── Data rows

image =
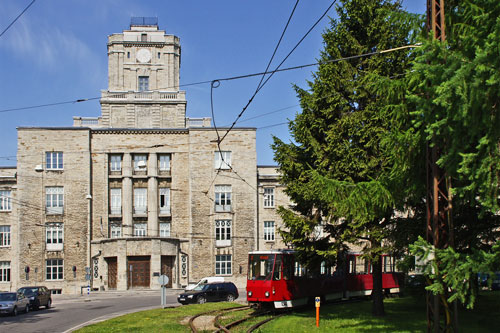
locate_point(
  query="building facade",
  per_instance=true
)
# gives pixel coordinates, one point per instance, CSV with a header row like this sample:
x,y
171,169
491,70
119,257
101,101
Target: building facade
x,y
141,191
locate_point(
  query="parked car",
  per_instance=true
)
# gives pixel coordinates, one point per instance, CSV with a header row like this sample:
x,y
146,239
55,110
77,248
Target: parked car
x,y
211,292
205,280
12,303
38,296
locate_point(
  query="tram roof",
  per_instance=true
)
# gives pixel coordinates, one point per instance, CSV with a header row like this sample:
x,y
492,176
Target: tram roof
x,y
278,251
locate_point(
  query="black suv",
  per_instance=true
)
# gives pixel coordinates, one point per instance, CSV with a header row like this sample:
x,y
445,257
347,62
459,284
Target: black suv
x,y
38,296
212,292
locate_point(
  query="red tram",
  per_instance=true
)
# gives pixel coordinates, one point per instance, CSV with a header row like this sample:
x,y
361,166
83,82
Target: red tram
x,y
276,278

────

Task prompt: Using the records above, retype everything exactly except the pictures.

Answer:
image =
locate_point(
  query="building facade",
  per_instance=true
)
# gives pixel coordinates, one point per instance, CSV with a header row like this sample:
x,y
171,169
491,70
119,257
101,101
Target: building facade
x,y
141,191
locate_point(
  query="parked car",
  per_instance=true
)
# gives pixel coordinates, one point per instance, CSV with a header row like this sample:
x,y
146,239
55,110
77,248
Target: parked car
x,y
211,292
205,280
12,303
38,296
locate_point(
  query="tram roof",
  per_instance=true
)
# gives pixel coordinates, one point per instance, CSV with a header row like this sample:
x,y
492,176
Target: tram roof
x,y
278,251
locate_point(
  query="black suv",
  per_instance=true
)
# gives pixel coordinates, one point per instance, CSV with a header row like this sample:
x,y
445,257
347,62
459,284
Target: black suv
x,y
38,296
212,292
locate_point(
  query="red tram",
  per_instance=true
)
# gives pixel coordinates, one point per instance, CSV with a header row like this sample:
x,y
361,166
83,82
Target: red tram
x,y
276,278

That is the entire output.